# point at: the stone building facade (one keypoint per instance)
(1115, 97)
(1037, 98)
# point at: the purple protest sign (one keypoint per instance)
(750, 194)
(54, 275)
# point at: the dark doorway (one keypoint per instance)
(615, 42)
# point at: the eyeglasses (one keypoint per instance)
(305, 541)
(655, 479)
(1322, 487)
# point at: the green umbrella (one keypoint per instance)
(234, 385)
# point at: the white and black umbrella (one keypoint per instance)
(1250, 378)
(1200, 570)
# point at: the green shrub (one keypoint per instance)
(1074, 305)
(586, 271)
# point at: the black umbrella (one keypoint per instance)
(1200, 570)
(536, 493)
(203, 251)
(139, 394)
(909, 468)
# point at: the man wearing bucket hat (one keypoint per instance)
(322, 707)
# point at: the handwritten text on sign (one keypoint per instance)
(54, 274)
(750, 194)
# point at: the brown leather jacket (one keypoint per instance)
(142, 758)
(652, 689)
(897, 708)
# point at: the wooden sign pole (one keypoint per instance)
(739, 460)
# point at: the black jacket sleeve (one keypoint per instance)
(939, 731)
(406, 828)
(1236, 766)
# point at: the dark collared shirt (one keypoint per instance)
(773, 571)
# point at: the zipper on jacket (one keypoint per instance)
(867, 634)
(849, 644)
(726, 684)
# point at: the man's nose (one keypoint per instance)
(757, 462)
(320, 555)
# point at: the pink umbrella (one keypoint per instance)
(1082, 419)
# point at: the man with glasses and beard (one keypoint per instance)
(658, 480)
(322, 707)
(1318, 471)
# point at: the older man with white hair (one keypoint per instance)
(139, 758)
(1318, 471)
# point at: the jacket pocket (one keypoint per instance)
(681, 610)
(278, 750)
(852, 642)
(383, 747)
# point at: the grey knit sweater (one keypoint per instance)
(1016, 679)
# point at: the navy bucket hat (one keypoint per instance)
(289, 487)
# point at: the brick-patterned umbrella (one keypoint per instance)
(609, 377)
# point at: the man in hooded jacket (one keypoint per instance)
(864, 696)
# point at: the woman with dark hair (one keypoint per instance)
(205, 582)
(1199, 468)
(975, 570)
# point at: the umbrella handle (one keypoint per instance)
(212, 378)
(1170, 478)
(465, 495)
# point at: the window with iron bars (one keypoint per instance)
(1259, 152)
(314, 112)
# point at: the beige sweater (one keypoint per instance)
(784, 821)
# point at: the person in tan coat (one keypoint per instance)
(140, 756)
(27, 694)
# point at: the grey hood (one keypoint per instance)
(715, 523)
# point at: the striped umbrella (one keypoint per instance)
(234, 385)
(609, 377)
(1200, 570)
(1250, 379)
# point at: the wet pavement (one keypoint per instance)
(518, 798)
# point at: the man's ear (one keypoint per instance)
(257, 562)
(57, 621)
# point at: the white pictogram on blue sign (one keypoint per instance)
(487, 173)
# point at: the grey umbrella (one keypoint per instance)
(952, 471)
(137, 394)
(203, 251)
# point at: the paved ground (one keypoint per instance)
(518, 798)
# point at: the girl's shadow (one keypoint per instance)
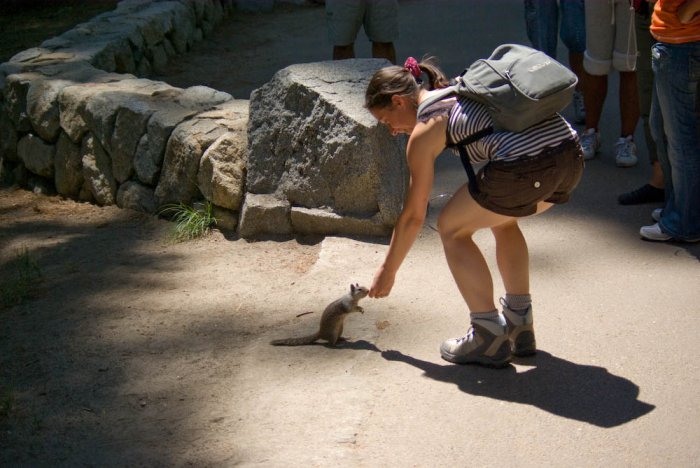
(584, 393)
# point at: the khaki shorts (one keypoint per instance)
(514, 188)
(344, 18)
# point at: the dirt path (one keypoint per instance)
(133, 351)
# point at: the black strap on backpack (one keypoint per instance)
(462, 147)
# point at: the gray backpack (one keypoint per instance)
(520, 86)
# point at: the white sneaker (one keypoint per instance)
(654, 233)
(590, 142)
(579, 110)
(625, 152)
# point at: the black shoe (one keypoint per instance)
(644, 194)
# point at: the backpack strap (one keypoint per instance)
(462, 148)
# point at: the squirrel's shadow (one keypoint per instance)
(585, 393)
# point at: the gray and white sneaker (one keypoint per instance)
(579, 109)
(520, 330)
(590, 143)
(485, 343)
(654, 233)
(625, 152)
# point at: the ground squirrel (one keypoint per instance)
(331, 327)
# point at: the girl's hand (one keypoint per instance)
(382, 283)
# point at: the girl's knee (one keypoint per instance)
(450, 230)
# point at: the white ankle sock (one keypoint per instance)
(492, 315)
(518, 302)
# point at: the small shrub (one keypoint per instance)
(22, 274)
(191, 222)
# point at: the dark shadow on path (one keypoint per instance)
(585, 393)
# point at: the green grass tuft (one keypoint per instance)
(23, 273)
(191, 222)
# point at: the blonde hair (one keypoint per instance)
(399, 81)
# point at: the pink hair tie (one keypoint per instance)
(411, 66)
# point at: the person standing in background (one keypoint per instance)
(653, 190)
(675, 24)
(610, 43)
(380, 19)
(547, 19)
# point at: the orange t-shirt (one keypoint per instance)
(666, 27)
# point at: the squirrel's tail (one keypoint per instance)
(304, 340)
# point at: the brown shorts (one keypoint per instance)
(513, 188)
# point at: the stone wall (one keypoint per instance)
(78, 118)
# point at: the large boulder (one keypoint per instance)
(179, 181)
(313, 145)
(36, 155)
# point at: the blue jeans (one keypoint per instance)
(542, 23)
(677, 75)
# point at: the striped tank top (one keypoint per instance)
(467, 117)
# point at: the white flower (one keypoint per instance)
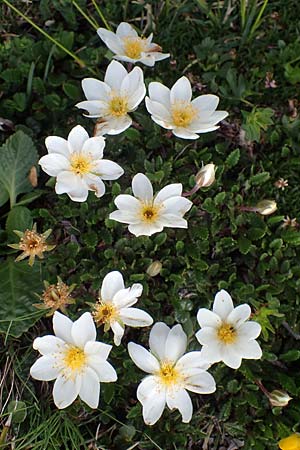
(74, 359)
(77, 164)
(112, 100)
(128, 46)
(172, 373)
(225, 333)
(174, 110)
(147, 215)
(114, 306)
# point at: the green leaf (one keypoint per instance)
(17, 155)
(18, 283)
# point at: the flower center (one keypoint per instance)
(183, 114)
(149, 213)
(80, 164)
(133, 47)
(169, 375)
(104, 312)
(74, 358)
(226, 333)
(118, 106)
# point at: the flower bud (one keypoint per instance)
(279, 398)
(206, 176)
(292, 442)
(266, 207)
(154, 268)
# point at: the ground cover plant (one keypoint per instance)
(149, 223)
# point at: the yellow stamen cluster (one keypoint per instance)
(118, 106)
(134, 46)
(227, 333)
(183, 114)
(169, 375)
(80, 163)
(74, 358)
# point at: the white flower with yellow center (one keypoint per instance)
(226, 334)
(175, 110)
(114, 308)
(128, 46)
(74, 359)
(147, 214)
(111, 101)
(77, 164)
(172, 373)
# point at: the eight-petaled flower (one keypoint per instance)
(74, 359)
(175, 110)
(128, 46)
(172, 373)
(111, 101)
(113, 310)
(146, 214)
(226, 334)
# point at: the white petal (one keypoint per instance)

__________________________________________________

## YOUR ASSIGNMENT
Would you return the whole listing exactly, without the pictures?

## RESULT OF THE TASK
# point at: the stone building facade (one keypoint per instance)
(1115, 97)
(1037, 98)
# point at: the purple protest sign (one keypoint per instance)
(750, 194)
(54, 275)
# point at: the dark doorway (one keypoint per instance)
(615, 42)
# point at: the eyeglasses (one keypoint per instance)
(305, 541)
(655, 479)
(1322, 487)
# point at: the green umbrella (one keypoint per instance)
(234, 385)
# point at: the white and black umbrella (one keypoint per instance)
(1250, 378)
(1200, 570)
# point at: the green shrub (one keypoint per instance)
(1074, 305)
(586, 271)
# point at: the black umbrella (one keypoint per instance)
(1200, 570)
(536, 493)
(203, 251)
(139, 394)
(909, 468)
# point at: the man wearing bucket hat (one keypoint per instance)
(322, 707)
# point at: the handwritten text on sign (one keypoint per instance)
(54, 274)
(750, 194)
# point at: the brown leather jacket (one keypoint per instance)
(142, 758)
(652, 689)
(897, 708)
# point at: the wooden sign pole (one keypoint per instance)
(739, 460)
# point at: the black jacket sleeve (one keypoint per instance)
(939, 731)
(406, 828)
(1236, 766)
# point at: the dark collared shirt (one keypoint per instance)
(773, 571)
# point at: the zipper on jacket (one keypoint per instance)
(867, 634)
(849, 644)
(726, 684)
# point at: the man's nose (one keypoint per instance)
(757, 462)
(320, 555)
# point at: the pink umbrella (one keypoint per instance)
(1082, 419)
# point at: the man with glasses and beard (one keypoint per instance)
(658, 480)
(322, 707)
(1318, 471)
# point at: the older man with white hair (one keypoint per instance)
(139, 758)
(1318, 471)
# point at: the jacket pocket (one keypoint per instance)
(681, 610)
(278, 750)
(852, 642)
(383, 747)
# point at: the grey knit sweater (one keypoint per instance)
(1016, 679)
# point at: the navy bucket hat (one keypoint per instance)
(289, 487)
# point at: the brick-patterned umbrella (one keypoint per instance)
(609, 377)
# point at: the man in hooded jacket (one keypoint per instance)
(864, 696)
# point at: the woman with dark hair (one keypoint per instance)
(205, 582)
(1199, 468)
(975, 570)
# point at: the umbrella handle (one keypoint per instance)
(212, 378)
(1170, 478)
(465, 495)
# point at: the window with iron bars (one keypoint per instance)
(1259, 152)
(314, 112)
# point at: the beige sweater (one keypoint per instance)
(784, 821)
# point at: the person in tan coat (one keypoint per instance)
(140, 756)
(27, 694)
# point at: the grey hood (one keypoint per instance)
(715, 523)
# point at: the striped umbrella (one keypoint per instance)
(234, 385)
(609, 377)
(1200, 570)
(1250, 379)
# point at: the wet pavement (one keypoint per instance)
(518, 798)
# point at: the man's ear (one keypoint per instance)
(257, 562)
(57, 621)
# point at: the white pictogram on blue sign (one keypoint per instance)
(487, 173)
# point at: the grey umbrella (one keypoint per instance)
(952, 471)
(137, 394)
(203, 251)
# point at: the paved ground (one keypoint per instance)
(518, 798)
# point at: the girl's shadow (one keypoint per instance)
(584, 393)
# point at: the khaki shorts (one keypoint per instance)
(514, 188)
(344, 18)
# point at: the dirt path (one keypoint per instance)
(133, 351)
# point at: the black strap on backpack (one keypoint per instance)
(462, 147)
# point at: the gray backpack (one keypoint per instance)
(520, 86)
# point at: the white sneaker (one keypoint per instance)
(654, 233)
(590, 142)
(579, 110)
(625, 152)
# point at: the black shoe (one keypoint per instance)
(644, 194)
# point at: the backpack strap (one keypoint per instance)
(462, 148)
# point at: the squirrel's shadow (one keypoint per instance)
(585, 393)
# point at: the gray and white sneaker (one keypoint per instance)
(579, 109)
(520, 330)
(590, 143)
(485, 343)
(654, 233)
(625, 152)
# point at: the ground squirrel (one keypoint per instance)
(331, 327)
# point at: the girl's hand (one keypoint per instance)
(382, 283)
# point at: the girl's knee (one keypoint per instance)
(450, 230)
# point at: the white ankle sock (one keypoint per instance)
(492, 315)
(518, 302)
# point at: the small shrub (one keypoint per instance)
(22, 274)
(191, 222)
# point at: the dark shadow on path (one keypoint per instance)
(585, 393)
# point at: the green grass tuft (one keypoint per instance)
(23, 273)
(191, 222)
# point at: the blonde hair (one keypoint per instance)
(399, 81)
# point at: the pink hair tie (one keypoint per instance)
(411, 66)
# point at: the person standing in background (one keypoint per instance)
(653, 190)
(675, 24)
(610, 43)
(380, 19)
(547, 19)
# point at: the orange t-shirt (one keypoint per instance)
(666, 27)
# point at: the squirrel's tail (one keypoint per instance)
(304, 340)
# point at: the brown shorts (one keypoint per instance)
(513, 188)
# point at: the stone wall (one keypoint per instance)
(78, 118)
# point at: the large boulder (one keypoint per instance)
(179, 181)
(313, 145)
(36, 155)
# point at: the blue jeans (one keypoint per instance)
(542, 23)
(677, 75)
# point at: the striped tank top (one keypoint per instance)
(467, 117)
# point at: the white flower (one keypoint per instance)
(74, 359)
(77, 164)
(112, 100)
(128, 46)
(172, 373)
(225, 333)
(174, 110)
(147, 215)
(114, 306)
# point at: the green leaf (one keypoint per instance)
(17, 155)
(18, 283)
# point at: the flower center (one keypoint per instance)
(183, 114)
(149, 213)
(80, 164)
(133, 47)
(169, 375)
(104, 312)
(74, 358)
(226, 333)
(118, 106)
# point at: the flower bud (one keypoint per instance)
(279, 398)
(206, 176)
(292, 442)
(266, 207)
(154, 268)
# point at: the ground cover plant (one keypoint per instance)
(149, 223)
# point at: the yellow stamen cluster (one keypoint per instance)
(118, 106)
(134, 46)
(227, 333)
(183, 114)
(169, 375)
(80, 163)
(74, 358)
# point at: the white flower with yellow center (one keypoint per instance)
(226, 334)
(175, 110)
(114, 308)
(128, 46)
(74, 359)
(147, 214)
(111, 101)
(77, 164)
(172, 373)
# point at: the eight-petaled flower (one keypoint per instance)
(74, 359)
(175, 110)
(128, 46)
(172, 373)
(111, 101)
(113, 310)
(146, 214)
(226, 334)
# point at: the white petal (one keypoint per instance)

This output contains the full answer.